課題一覧:
**1.** アイラモルトウイスキーに関する文章から、「是非最後まで読んでみてください。」で始まり「なファンが多いのも特徴です。」で終わる部分をそのまま書き写してください。
**2.** アイラモルトウイスキーに関する文章の最後の文に続けて、その先を書いてください。
+++ 本文抜粋
正露丸の臭いがするアイラモルトウイスキーって何?スコッチの一種なの?

どんな特徴があるか教えて。

本記事はこのような悩みの方に向けて書いております。

本記事の内容

  • アイラモルトウイスキーとは?
  • アイラモルトの独特の臭いの正体は?
  • アイラモルトウイスキーの味や香りの特徴は?
  • アイラモルトウイスキーの蒸留所一覧
  • おすすめのアイラモルトウイスキー8選
たいちょう
たいちょう

僕は8年間バーテンダーとして銀座や六本木のオーセンティックBARで働いていました。ウイスキーの種類が豊富なBARで働いてたので、今まで数えきれない程のウイスキーを飲んできました。

 

スコッチウイスキーは生産地別に種類があり、味や特徴も様々です。

 

特に今回解説するアイラモルトは、非常にクセが強く、ウイスキー初心者には抵抗がある味かもしれません。

 

でも、アイラの味がわかるようになれば、スコッチの初心者は卒業なので、チャレンジしてみましょう!

 

本記事では、アイラモルトウイスキーについて、カウンター越しのお客様に語り掛けるように解説します。

 

この記事を読めば、アイラモルトウイスキーの味や特徴、選び方などがわかります。

 

是非最後まで読んでみてください。

アイラモルトウイスキーとは?

アイラモルトとは、スコットランドにあるアイラ島で作られるシングルモルト・ウイスキーの事です。

 

香りが非常に特徴的で、「潮っぽいの香り」「スモーキー」「正露丸のようなヨード臭」と例えられるように、他に類をないとても個性的な味わいで、お酒が苦手な方やウイスキー初心者が飲むと、最初はかなり抵抗があると思います

アイラモルトウイスキーは好き嫌いが激しいお酒ですが、熱烈なファンが多いのも特徴です。
++++++
+++ 行の抜粋
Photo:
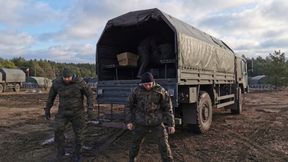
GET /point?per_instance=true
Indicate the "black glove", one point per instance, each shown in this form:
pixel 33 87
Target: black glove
pixel 47 114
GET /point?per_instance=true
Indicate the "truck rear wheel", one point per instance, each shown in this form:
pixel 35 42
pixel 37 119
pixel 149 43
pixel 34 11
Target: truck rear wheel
pixel 17 88
pixel 238 106
pixel 203 113
pixel 1 88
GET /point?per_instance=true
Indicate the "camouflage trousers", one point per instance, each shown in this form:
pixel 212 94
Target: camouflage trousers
pixel 78 124
pixel 161 136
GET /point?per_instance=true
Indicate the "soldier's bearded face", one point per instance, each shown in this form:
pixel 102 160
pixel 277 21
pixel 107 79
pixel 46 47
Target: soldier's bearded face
pixel 148 86
pixel 67 80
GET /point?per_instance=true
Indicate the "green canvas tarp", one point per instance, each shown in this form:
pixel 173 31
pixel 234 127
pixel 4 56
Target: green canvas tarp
pixel 194 48
pixel 12 75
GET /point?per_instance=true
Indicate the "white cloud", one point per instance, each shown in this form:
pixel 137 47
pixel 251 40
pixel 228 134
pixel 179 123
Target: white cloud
pixel 13 43
pixel 17 13
pixel 75 53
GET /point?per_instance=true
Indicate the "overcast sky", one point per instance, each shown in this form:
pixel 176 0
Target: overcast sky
pixel 67 31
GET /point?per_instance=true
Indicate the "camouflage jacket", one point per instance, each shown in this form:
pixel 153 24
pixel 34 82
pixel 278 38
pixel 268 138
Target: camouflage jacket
pixel 150 107
pixel 71 96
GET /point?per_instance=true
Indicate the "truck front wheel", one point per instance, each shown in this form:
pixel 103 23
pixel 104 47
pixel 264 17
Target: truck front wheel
pixel 203 113
pixel 238 106
pixel 17 88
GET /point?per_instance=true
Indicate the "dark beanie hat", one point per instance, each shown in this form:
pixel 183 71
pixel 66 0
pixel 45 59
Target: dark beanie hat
pixel 147 77
pixel 67 72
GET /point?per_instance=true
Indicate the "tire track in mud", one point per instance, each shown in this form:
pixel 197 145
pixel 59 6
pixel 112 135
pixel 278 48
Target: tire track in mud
pixel 104 142
pixel 250 141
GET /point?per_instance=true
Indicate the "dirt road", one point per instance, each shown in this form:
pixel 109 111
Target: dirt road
pixel 259 134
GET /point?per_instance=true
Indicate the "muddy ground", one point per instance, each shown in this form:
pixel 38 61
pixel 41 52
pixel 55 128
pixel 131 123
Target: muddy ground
pixel 259 134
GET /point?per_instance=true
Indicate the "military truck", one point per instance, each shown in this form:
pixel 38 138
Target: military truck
pixel 11 79
pixel 202 72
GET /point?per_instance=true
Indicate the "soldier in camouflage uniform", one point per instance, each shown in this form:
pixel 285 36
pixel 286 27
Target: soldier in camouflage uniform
pixel 71 91
pixel 148 108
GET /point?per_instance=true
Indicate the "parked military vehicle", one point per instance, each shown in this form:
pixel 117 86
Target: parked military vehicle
pixel 199 71
pixel 11 78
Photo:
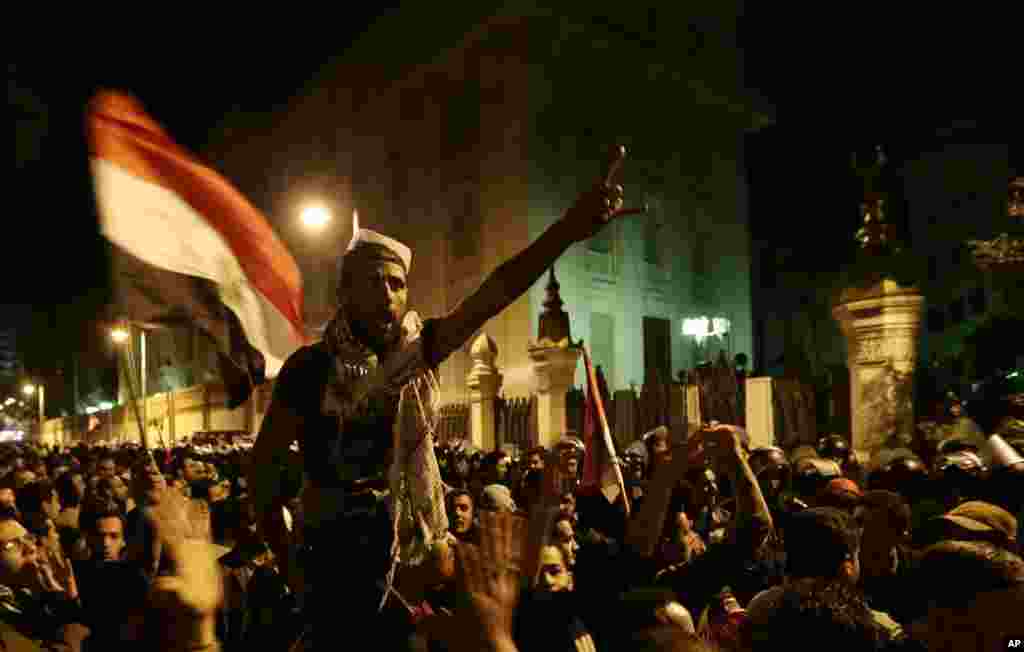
++++++
回答一覧:
**1.**
是非最後まで読んでみてください。

アイラモルトウイスキーとは?

アイラモルトとは、スコットランドにあるアイラ島で作られるシングルモルト・ウイスキーの事です。

 

香りが非常に特徴的で、「潮っぽいの香り」「スモーキー」「正露丸のようなヨード臭」と例えられるように、他に類をないとても個性的な味わいで、お酒が苦手な方やウイスキー初心者が飲むと、最初はかなり抵抗があると思います

アイラモルトウイスキーは好き嫌いが激しいお酒ですが、熱烈なファンが多いのも特徴です。

**2.**
アイラモルトウイスキーの特徴、ピート香とは?

アイラモルトウイスキーの特徴である正露丸のような薬品臭、カッコよく言うとスモーキーフレーバー、薫製香の事を「ピート香」と呼びます。

 

ピート香はピートの香りの事です。

 

では、ピートとは何か?

 

ピートとは、泥状の炭の事で、泥炭(でいたん)とも呼ばれます。(上の写真がピートです)

 

アイラ島は湿度が高く、気温が低い土地なので植物が死んだ後、土に還る事ができない場合があります。

 

土に還れなかった植物や、コケ、草などが土と混じり、堆積していって形成されたものをピート(泥炭)になります。

 

このピート燻して、ウイスキー作りに欠かせない「麦芽を乾燥させる」工程に使いました。

 

たいちょう
たいちょう

水に浸して芽を出した大麦を、ピートを燻す事で乾かし、その工程で大麦にピート香が移ったという事です。

アイラ島でウイスキー作りが盛んになった理由

アイラ島は南北約40㎞、東西約32㎞、面積約637㎢で、日本の淡路島より一回り程大きいです。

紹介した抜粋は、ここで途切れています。